(データセット項目)
____

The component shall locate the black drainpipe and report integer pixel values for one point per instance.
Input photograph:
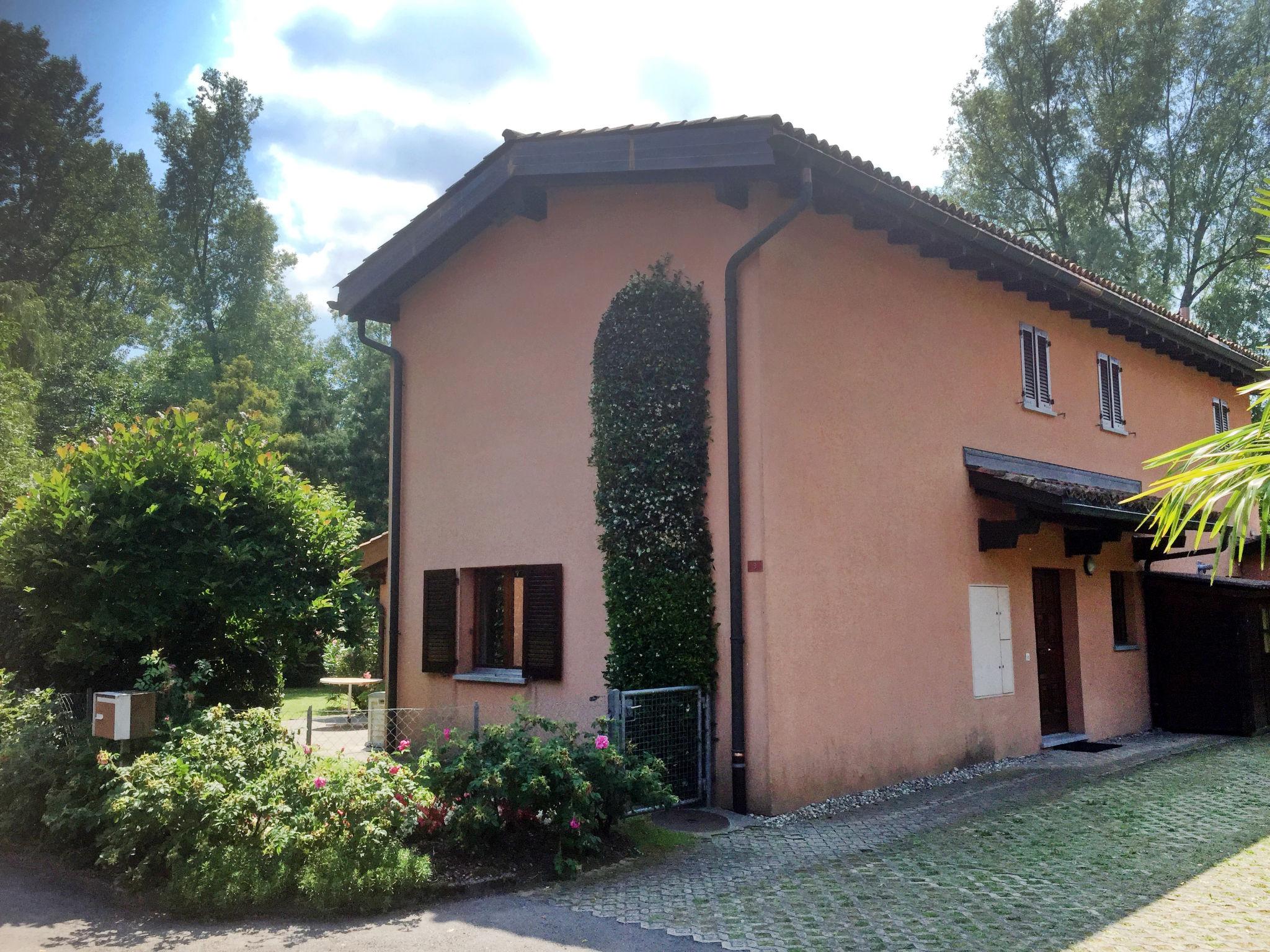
(394, 517)
(737, 666)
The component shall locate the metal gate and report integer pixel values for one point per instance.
(672, 724)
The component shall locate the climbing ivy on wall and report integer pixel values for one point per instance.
(651, 433)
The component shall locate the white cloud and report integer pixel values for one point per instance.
(871, 77)
(332, 219)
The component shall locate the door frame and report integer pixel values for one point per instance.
(1064, 662)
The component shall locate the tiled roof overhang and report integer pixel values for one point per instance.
(733, 151)
(1054, 493)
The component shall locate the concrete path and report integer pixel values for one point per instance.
(43, 909)
(1124, 850)
(1160, 845)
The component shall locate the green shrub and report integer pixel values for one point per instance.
(538, 780)
(45, 759)
(343, 659)
(156, 537)
(177, 697)
(229, 814)
(651, 438)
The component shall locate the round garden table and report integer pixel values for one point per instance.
(351, 683)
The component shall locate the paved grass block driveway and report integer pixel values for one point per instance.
(1166, 856)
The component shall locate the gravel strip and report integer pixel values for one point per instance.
(878, 795)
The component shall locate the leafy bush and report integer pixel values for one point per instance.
(343, 659)
(651, 437)
(229, 814)
(177, 697)
(45, 763)
(538, 780)
(156, 537)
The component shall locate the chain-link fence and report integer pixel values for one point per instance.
(672, 724)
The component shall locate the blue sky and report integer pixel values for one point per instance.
(373, 107)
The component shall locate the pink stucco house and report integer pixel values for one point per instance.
(922, 430)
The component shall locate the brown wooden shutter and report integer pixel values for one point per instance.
(440, 620)
(1117, 392)
(1028, 353)
(1105, 391)
(1044, 398)
(1119, 611)
(543, 624)
(1221, 416)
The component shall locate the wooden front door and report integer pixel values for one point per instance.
(1050, 667)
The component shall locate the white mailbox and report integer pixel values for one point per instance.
(376, 721)
(123, 715)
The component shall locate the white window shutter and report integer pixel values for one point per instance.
(1006, 641)
(991, 648)
(1105, 391)
(1044, 394)
(1028, 355)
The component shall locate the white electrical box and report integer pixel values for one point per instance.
(123, 715)
(376, 720)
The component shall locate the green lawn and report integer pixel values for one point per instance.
(651, 839)
(295, 702)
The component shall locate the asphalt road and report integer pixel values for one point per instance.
(46, 908)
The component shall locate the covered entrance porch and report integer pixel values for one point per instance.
(1067, 540)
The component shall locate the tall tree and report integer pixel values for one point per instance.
(221, 265)
(1124, 134)
(362, 379)
(76, 218)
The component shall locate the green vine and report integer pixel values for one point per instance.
(651, 437)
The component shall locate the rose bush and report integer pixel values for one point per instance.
(229, 813)
(536, 780)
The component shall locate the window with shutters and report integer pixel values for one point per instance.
(1221, 416)
(1110, 395)
(513, 615)
(992, 658)
(1034, 355)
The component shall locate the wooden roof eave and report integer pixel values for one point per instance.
(961, 235)
(489, 193)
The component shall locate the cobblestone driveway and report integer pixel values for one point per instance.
(1166, 856)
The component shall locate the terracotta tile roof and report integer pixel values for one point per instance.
(785, 128)
(1005, 234)
(1073, 491)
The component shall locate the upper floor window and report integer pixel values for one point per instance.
(1110, 395)
(1221, 416)
(1034, 352)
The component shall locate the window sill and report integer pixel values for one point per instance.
(494, 676)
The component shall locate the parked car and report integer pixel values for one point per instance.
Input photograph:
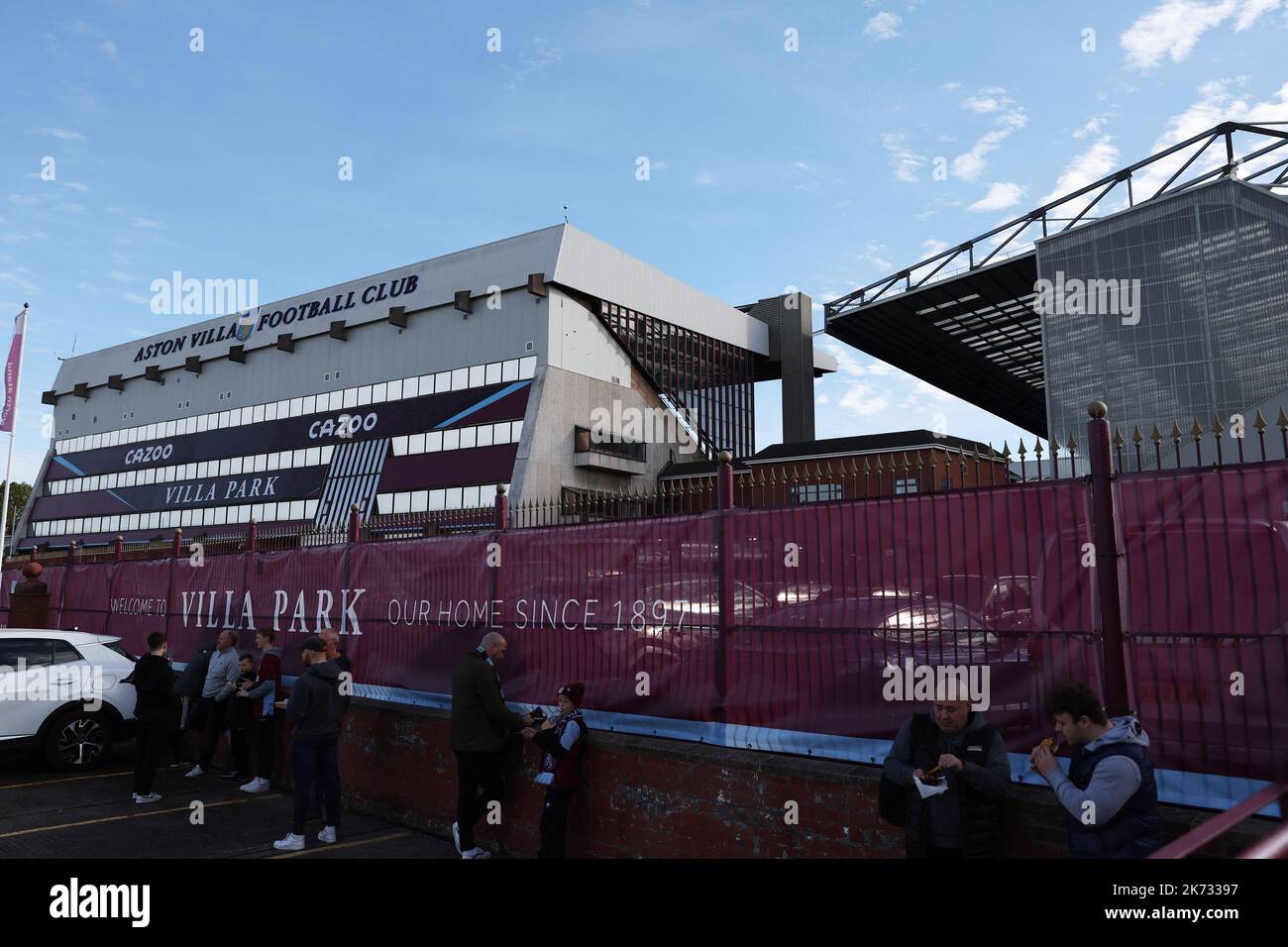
(62, 694)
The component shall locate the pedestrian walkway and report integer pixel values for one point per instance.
(50, 814)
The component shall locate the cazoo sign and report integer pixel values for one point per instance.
(344, 425)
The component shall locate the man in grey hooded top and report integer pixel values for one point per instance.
(1109, 793)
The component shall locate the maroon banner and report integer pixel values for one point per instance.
(812, 620)
(11, 372)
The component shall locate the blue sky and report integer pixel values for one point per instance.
(768, 167)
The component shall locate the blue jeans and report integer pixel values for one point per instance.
(314, 764)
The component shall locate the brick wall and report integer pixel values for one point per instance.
(644, 796)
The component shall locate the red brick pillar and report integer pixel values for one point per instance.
(29, 605)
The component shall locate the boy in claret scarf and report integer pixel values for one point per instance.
(562, 741)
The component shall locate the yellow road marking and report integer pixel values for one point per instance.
(137, 814)
(69, 779)
(335, 845)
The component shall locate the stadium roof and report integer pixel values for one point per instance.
(973, 331)
(562, 256)
(835, 447)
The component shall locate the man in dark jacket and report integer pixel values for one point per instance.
(962, 821)
(187, 688)
(313, 715)
(480, 735)
(1109, 792)
(153, 680)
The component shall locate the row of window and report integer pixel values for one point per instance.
(227, 467)
(459, 438)
(398, 389)
(429, 442)
(165, 519)
(446, 499)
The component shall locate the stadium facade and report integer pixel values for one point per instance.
(1167, 303)
(542, 363)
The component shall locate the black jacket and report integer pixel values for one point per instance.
(193, 674)
(154, 682)
(481, 720)
(317, 706)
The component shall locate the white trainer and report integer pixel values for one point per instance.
(291, 843)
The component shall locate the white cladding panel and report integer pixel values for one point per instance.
(604, 270)
(579, 342)
(503, 263)
(434, 341)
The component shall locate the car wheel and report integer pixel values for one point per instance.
(77, 740)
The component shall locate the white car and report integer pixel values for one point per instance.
(62, 693)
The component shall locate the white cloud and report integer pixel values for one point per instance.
(542, 56)
(21, 282)
(1173, 29)
(874, 254)
(62, 134)
(905, 159)
(1218, 101)
(862, 399)
(1093, 128)
(1001, 195)
(884, 26)
(1095, 162)
(1010, 118)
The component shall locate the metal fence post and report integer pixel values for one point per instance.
(355, 525)
(725, 564)
(502, 508)
(1106, 538)
(724, 482)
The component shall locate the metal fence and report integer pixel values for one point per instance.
(791, 626)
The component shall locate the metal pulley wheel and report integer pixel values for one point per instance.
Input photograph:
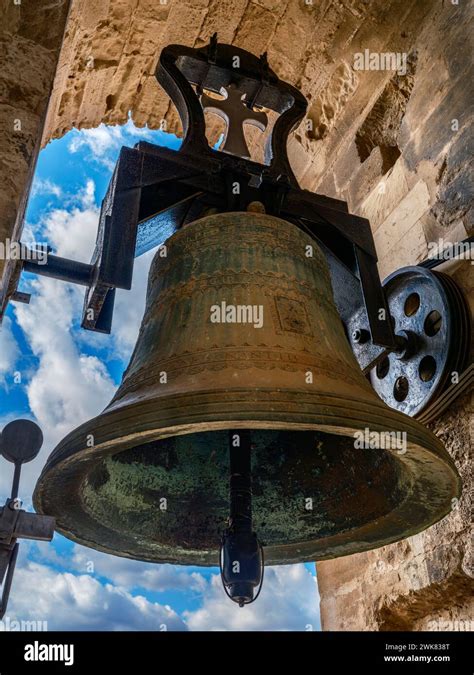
(432, 321)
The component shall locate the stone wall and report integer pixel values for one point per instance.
(30, 42)
(395, 146)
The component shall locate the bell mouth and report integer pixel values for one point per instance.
(316, 494)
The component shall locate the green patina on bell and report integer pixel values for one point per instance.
(241, 332)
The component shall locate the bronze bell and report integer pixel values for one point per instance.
(241, 332)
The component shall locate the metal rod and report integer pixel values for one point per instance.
(16, 480)
(61, 268)
(240, 481)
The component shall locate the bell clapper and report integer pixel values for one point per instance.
(241, 554)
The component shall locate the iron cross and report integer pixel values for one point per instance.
(235, 114)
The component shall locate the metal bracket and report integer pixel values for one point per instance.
(154, 191)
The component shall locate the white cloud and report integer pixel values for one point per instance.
(104, 142)
(129, 308)
(132, 573)
(72, 233)
(9, 350)
(44, 186)
(289, 601)
(70, 602)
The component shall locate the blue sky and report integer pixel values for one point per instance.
(67, 376)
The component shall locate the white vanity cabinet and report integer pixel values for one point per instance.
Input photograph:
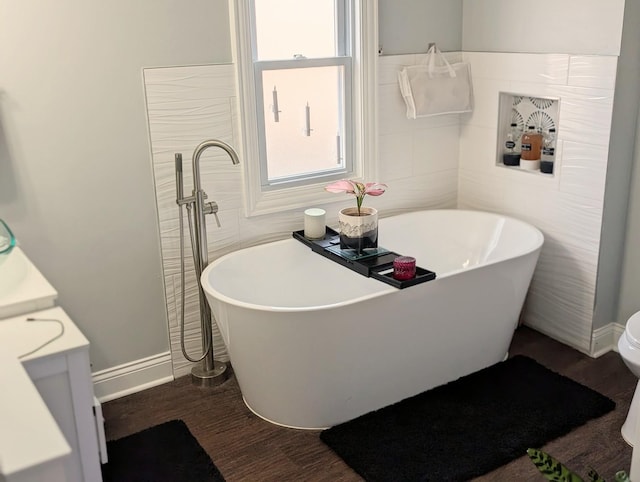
(61, 373)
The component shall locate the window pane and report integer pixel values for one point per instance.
(313, 93)
(285, 28)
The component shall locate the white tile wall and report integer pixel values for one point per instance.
(566, 207)
(186, 105)
(443, 161)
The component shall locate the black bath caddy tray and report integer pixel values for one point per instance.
(375, 263)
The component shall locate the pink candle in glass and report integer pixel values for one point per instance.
(404, 268)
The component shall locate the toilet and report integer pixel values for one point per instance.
(629, 348)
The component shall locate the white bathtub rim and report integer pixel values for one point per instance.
(383, 289)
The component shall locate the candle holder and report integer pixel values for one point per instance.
(314, 223)
(404, 268)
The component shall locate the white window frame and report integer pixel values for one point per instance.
(259, 200)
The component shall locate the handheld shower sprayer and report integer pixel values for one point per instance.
(209, 372)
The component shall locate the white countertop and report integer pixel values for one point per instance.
(22, 287)
(29, 436)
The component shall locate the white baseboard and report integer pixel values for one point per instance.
(605, 339)
(132, 377)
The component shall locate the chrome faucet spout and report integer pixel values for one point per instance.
(204, 146)
(210, 372)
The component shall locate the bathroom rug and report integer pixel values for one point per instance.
(163, 453)
(467, 427)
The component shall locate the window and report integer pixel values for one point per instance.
(306, 71)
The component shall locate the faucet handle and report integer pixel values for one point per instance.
(212, 208)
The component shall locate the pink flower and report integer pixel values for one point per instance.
(358, 189)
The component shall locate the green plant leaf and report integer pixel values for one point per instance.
(621, 476)
(551, 468)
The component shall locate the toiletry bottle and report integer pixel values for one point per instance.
(511, 154)
(531, 144)
(548, 152)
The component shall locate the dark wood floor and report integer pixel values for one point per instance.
(246, 448)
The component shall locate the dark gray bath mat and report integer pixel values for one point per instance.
(163, 453)
(468, 427)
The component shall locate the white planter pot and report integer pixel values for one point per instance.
(358, 232)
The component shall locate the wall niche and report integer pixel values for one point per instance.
(527, 133)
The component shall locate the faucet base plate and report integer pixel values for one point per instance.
(209, 378)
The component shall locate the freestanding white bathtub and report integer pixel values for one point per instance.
(314, 344)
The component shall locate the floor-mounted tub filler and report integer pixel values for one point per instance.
(314, 344)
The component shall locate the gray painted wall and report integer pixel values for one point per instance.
(75, 174)
(617, 190)
(76, 183)
(569, 26)
(408, 26)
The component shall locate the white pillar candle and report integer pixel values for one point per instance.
(314, 223)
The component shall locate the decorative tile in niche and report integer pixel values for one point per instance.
(536, 118)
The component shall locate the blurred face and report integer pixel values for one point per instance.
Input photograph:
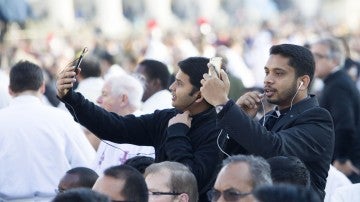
(111, 187)
(323, 64)
(149, 84)
(233, 183)
(67, 182)
(280, 83)
(159, 183)
(108, 101)
(180, 90)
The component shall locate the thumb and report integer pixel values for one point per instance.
(212, 70)
(224, 77)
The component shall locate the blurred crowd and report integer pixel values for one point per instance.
(139, 32)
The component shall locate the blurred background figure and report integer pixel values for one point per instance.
(238, 177)
(77, 177)
(344, 107)
(171, 181)
(156, 79)
(290, 170)
(140, 163)
(81, 195)
(122, 183)
(39, 143)
(285, 192)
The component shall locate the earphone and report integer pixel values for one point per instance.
(301, 83)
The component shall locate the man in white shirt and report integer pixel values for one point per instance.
(121, 95)
(38, 143)
(156, 78)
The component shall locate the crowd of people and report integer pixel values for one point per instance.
(149, 119)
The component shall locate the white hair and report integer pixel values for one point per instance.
(128, 85)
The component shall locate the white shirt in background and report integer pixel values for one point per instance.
(38, 144)
(160, 100)
(112, 154)
(334, 180)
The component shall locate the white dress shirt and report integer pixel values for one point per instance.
(38, 144)
(112, 154)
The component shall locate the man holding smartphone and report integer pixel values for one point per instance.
(186, 133)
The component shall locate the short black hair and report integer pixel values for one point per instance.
(300, 58)
(194, 67)
(24, 76)
(140, 163)
(87, 176)
(289, 170)
(285, 192)
(135, 188)
(156, 70)
(106, 56)
(81, 195)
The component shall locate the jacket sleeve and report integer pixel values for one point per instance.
(307, 136)
(202, 159)
(107, 125)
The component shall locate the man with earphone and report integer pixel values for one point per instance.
(296, 127)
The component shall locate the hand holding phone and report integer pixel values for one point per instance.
(85, 50)
(216, 63)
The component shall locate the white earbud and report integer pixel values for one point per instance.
(301, 83)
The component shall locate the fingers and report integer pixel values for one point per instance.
(224, 77)
(249, 100)
(65, 80)
(212, 70)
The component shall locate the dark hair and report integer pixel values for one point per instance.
(135, 188)
(90, 68)
(25, 75)
(289, 170)
(104, 55)
(157, 70)
(182, 180)
(140, 163)
(81, 195)
(300, 58)
(194, 67)
(258, 166)
(87, 177)
(285, 192)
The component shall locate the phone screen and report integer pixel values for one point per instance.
(216, 63)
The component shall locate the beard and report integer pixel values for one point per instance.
(285, 97)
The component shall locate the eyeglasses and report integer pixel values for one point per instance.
(320, 56)
(158, 193)
(228, 195)
(60, 191)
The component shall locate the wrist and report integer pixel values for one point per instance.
(221, 102)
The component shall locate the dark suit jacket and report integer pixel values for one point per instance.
(342, 99)
(306, 131)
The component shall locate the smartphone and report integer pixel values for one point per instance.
(80, 59)
(216, 63)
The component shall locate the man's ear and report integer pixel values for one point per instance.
(199, 98)
(42, 88)
(184, 197)
(11, 92)
(124, 99)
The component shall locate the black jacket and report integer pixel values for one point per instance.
(305, 131)
(341, 97)
(195, 147)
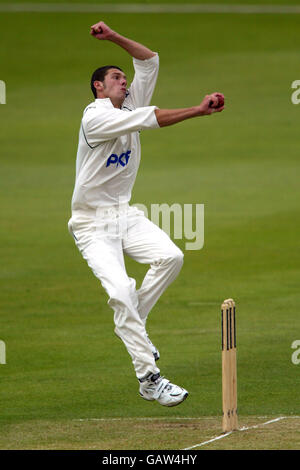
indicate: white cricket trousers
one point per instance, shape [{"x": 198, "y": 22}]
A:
[{"x": 103, "y": 236}]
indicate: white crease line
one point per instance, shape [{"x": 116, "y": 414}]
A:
[
  {"x": 245, "y": 428},
  {"x": 147, "y": 8},
  {"x": 141, "y": 419}
]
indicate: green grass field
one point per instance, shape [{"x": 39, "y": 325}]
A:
[{"x": 64, "y": 363}]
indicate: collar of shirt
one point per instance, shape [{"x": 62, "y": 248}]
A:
[{"x": 104, "y": 102}]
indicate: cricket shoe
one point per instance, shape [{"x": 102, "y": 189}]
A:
[
  {"x": 154, "y": 349},
  {"x": 155, "y": 387}
]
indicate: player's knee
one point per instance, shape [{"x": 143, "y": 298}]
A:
[{"x": 175, "y": 259}]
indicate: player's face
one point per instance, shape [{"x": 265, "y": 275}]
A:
[{"x": 114, "y": 85}]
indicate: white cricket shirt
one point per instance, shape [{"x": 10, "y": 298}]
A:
[{"x": 109, "y": 151}]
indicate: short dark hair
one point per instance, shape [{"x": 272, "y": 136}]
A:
[{"x": 99, "y": 74}]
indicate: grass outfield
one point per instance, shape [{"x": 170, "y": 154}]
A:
[{"x": 63, "y": 361}]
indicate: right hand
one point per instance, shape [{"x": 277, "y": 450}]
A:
[
  {"x": 209, "y": 104},
  {"x": 101, "y": 31}
]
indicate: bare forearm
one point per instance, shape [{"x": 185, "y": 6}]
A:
[
  {"x": 167, "y": 117},
  {"x": 135, "y": 49},
  {"x": 213, "y": 103}
]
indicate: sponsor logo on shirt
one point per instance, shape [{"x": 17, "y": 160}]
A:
[{"x": 117, "y": 160}]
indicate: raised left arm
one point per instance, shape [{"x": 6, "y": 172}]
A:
[{"x": 138, "y": 51}]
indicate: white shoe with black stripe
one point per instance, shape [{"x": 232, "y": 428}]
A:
[{"x": 155, "y": 387}]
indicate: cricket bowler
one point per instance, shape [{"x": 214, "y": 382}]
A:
[{"x": 104, "y": 225}]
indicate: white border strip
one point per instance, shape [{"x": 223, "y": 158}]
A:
[
  {"x": 245, "y": 428},
  {"x": 146, "y": 8}
]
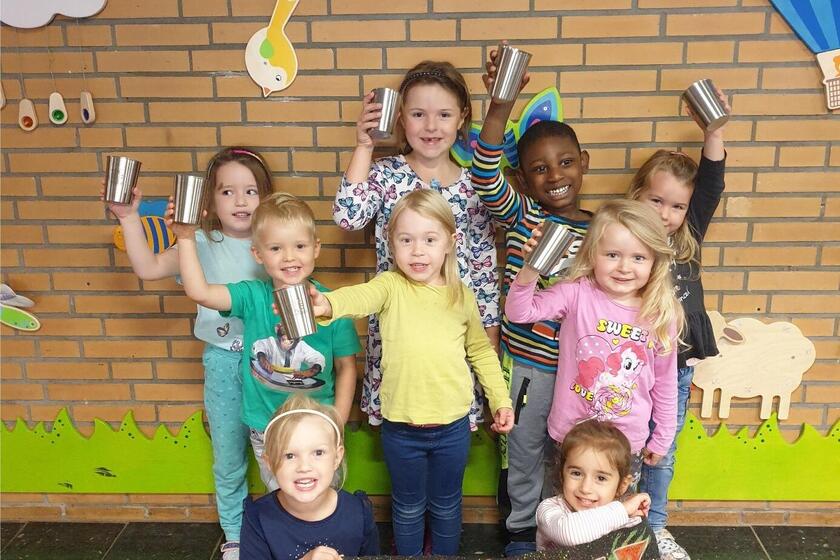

____

# 小問
上のエントリのうち、「The component shall locate the climbing」を含む行に始まり「(1064, 662)」を含む行で終わる範囲(両端を含む)を、1行を1つの文字列とするJSONのリストに変換してください。空行は含めないでください。

# 結果
[
  "The component shall locate the climbing ivy on wall and report integer pixel values for one point per instance.",
  "(651, 433)",
  "The component shall locate the white cloud and report integer pixel values for one point per instance.",
  "(871, 77)",
  "(332, 219)",
  "The component shall locate the door frame and report integer pixel values for one point per instance.",
  "(1064, 662)"
]